- **What is needed**: Copy the listing starting at the line that contains "One pin marks each instance of the gray speckled" and ending at its final line, keeping the requests. In the answers, multiply every x and y coordinate by 2.35 and round to the nearest whole number, with halves rounding up.

- **The input**:

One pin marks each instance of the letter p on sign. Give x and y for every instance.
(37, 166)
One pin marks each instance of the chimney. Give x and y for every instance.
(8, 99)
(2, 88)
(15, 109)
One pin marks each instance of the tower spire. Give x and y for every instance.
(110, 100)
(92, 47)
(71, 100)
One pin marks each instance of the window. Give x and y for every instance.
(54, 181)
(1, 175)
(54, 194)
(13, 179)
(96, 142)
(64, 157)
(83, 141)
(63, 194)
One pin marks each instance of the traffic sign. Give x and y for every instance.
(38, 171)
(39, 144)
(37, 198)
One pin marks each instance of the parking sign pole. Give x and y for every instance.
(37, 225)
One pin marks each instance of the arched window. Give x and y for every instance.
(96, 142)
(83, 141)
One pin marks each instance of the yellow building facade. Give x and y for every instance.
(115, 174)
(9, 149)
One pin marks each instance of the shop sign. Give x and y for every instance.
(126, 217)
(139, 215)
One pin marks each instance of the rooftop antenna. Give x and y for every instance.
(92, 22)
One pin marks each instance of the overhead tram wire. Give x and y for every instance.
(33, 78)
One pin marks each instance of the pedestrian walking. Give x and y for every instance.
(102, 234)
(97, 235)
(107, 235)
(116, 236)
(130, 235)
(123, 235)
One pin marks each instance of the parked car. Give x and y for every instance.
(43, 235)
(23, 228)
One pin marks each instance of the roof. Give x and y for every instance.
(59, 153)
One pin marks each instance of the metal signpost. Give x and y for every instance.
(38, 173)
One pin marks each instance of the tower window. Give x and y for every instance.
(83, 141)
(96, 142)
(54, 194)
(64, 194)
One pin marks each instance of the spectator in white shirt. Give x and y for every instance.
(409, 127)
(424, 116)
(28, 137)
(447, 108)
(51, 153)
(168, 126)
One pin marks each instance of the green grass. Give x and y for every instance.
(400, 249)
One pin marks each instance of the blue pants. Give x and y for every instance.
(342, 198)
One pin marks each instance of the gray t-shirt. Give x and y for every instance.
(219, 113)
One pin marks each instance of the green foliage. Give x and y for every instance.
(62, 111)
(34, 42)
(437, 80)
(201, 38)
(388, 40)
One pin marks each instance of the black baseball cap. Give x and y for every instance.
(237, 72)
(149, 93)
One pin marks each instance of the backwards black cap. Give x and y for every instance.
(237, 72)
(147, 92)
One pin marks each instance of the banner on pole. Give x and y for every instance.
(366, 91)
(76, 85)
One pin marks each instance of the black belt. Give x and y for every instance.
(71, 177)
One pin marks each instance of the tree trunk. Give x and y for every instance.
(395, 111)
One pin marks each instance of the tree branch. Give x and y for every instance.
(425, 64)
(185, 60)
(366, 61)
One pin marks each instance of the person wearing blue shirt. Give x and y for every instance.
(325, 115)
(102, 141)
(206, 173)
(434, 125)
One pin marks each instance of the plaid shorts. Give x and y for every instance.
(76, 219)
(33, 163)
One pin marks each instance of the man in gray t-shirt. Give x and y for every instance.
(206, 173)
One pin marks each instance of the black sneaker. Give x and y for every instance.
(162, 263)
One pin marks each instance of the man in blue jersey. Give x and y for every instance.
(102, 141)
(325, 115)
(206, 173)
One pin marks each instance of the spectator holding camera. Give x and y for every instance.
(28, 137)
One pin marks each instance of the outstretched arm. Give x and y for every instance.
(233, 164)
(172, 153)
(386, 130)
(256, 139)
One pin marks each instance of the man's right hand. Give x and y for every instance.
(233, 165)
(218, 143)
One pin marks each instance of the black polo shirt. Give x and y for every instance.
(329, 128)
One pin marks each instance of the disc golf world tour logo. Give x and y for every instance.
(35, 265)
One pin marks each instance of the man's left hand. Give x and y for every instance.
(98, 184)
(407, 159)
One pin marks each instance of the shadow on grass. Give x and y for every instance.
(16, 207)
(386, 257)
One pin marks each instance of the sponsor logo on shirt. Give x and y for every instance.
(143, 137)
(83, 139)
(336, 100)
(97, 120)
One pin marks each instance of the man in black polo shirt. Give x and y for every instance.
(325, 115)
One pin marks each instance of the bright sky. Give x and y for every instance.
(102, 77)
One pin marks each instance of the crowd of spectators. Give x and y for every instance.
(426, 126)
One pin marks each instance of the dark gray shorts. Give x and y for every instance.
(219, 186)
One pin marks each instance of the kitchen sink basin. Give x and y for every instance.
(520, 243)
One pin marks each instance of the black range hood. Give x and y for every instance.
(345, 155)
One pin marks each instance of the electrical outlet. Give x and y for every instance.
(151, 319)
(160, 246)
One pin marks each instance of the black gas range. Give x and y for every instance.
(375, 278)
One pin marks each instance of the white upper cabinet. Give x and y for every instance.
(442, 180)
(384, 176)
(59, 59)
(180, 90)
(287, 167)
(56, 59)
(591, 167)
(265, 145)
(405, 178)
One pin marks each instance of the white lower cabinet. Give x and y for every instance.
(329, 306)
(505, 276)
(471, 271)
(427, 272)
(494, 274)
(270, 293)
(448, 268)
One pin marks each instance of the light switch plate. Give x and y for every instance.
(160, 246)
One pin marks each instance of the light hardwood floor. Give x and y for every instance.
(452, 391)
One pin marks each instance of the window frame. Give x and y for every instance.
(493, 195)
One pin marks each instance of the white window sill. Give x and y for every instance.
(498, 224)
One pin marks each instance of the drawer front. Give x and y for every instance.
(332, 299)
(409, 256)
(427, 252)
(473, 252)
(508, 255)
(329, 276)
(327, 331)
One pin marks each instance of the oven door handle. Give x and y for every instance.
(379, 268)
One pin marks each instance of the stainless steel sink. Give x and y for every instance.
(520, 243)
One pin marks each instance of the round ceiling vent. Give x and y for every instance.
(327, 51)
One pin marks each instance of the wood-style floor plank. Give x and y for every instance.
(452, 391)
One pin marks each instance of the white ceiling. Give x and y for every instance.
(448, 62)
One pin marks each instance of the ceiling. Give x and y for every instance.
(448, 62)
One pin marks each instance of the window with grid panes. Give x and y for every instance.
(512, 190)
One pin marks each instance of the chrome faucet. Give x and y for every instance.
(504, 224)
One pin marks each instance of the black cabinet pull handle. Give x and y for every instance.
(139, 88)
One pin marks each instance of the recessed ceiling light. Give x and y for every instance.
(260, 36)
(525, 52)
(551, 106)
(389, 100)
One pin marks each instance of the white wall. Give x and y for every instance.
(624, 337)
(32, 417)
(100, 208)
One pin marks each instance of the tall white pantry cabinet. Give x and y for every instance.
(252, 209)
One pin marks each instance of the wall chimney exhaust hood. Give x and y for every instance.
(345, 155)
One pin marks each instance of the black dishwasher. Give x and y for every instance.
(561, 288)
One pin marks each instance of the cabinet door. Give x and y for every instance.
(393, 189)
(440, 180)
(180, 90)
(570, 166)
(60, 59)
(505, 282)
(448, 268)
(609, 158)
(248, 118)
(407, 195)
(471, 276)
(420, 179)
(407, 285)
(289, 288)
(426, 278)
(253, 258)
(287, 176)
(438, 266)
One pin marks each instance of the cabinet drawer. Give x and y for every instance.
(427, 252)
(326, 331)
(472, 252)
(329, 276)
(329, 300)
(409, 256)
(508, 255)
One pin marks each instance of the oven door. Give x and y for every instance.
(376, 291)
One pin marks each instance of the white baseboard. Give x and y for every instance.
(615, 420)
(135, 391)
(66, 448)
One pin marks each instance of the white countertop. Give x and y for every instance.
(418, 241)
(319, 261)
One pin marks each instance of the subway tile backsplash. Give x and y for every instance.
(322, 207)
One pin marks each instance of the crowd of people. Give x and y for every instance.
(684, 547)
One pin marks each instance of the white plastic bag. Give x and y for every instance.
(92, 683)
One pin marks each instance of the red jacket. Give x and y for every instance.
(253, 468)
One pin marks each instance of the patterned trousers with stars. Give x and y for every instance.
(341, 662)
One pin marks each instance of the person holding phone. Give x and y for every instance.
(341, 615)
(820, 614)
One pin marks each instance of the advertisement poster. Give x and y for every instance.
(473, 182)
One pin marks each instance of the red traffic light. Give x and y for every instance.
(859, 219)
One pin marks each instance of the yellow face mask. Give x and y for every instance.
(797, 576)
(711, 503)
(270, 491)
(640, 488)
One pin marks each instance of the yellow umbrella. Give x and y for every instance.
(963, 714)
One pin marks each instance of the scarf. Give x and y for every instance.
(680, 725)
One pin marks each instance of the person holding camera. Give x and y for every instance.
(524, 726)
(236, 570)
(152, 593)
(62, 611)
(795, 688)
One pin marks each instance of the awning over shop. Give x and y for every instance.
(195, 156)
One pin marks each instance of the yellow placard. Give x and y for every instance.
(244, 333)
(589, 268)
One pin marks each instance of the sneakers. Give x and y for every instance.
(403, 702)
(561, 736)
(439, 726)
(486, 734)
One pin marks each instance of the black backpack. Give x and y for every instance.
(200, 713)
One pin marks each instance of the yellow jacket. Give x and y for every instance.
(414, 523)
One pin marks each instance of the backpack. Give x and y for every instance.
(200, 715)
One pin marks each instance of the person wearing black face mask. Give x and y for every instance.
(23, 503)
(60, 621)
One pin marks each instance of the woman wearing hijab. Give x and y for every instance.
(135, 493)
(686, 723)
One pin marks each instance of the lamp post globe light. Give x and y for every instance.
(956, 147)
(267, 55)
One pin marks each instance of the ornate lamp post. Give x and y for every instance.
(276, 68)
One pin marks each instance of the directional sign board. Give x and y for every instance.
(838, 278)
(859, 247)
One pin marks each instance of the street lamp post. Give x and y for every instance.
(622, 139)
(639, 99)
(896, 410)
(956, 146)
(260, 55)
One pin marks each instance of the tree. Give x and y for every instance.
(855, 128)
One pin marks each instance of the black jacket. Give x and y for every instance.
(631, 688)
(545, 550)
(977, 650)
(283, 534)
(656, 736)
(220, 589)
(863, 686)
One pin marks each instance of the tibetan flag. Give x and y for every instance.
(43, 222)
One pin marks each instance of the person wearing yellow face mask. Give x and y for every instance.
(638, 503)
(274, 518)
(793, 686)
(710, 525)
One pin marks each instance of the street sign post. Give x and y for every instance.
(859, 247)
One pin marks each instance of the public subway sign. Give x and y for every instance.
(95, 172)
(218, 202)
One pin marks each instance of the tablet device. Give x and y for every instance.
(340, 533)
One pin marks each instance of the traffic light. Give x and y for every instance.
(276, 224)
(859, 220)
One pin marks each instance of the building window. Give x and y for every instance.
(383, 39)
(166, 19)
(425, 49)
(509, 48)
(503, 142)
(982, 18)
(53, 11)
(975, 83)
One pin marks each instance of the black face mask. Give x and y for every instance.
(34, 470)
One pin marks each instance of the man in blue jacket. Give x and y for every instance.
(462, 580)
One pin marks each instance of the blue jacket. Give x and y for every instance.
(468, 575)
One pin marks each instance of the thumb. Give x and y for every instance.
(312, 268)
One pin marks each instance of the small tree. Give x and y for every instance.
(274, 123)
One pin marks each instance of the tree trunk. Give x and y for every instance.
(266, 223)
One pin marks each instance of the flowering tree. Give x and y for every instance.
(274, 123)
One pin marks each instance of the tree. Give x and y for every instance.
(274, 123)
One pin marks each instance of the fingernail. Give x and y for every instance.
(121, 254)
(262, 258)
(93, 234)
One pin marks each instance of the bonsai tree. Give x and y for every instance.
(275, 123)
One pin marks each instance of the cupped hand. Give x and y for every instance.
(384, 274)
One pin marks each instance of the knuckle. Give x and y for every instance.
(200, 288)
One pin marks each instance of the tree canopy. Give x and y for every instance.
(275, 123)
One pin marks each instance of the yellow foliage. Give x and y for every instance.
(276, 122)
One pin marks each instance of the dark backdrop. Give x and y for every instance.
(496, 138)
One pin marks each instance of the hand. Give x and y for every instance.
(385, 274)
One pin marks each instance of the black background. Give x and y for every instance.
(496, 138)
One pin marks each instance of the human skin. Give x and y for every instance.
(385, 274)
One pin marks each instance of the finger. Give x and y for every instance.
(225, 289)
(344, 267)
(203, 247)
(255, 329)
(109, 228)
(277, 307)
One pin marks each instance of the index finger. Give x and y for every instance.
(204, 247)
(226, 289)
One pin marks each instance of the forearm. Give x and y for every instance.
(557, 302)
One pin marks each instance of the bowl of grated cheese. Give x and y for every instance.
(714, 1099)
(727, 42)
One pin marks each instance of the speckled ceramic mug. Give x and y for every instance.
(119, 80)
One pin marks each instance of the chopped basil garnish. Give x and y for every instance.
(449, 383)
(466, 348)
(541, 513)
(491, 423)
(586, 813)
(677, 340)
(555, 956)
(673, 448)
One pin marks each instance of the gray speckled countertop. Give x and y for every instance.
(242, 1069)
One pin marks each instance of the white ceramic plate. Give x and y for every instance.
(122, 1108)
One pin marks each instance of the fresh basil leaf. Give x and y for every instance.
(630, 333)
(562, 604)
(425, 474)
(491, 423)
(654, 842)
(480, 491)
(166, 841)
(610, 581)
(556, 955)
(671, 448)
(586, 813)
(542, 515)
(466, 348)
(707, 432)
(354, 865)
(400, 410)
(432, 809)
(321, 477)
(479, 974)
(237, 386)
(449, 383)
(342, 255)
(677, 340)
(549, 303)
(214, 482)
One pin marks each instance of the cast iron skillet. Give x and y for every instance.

- **Complete response**:
One pin marks each instance of the gray speckled countertop. Give x and y for every instance.
(569, 2512)
One pin marks each instance of the white ceramic plate. Give x and y for every instance.
(287, 2604)
One pin marks each instance of the fresh basil leaf. Give x and y for every instance.
(1481, 783)
(1321, 1419)
(999, 1114)
(1154, 994)
(1537, 1979)
(1128, 1154)
(390, 1976)
(1434, 1365)
(1307, 2244)
(1577, 1053)
(1377, 1911)
(1274, 1210)
(1095, 818)
(1661, 1015)
(832, 2033)
(940, 964)
(1015, 1901)
(754, 1121)
(1126, 2289)
(557, 907)
(1055, 900)
(804, 599)
(1591, 799)
(1290, 712)
(503, 1133)
One pin marks each instance of the cast iron skillet. Give x and y for every instance.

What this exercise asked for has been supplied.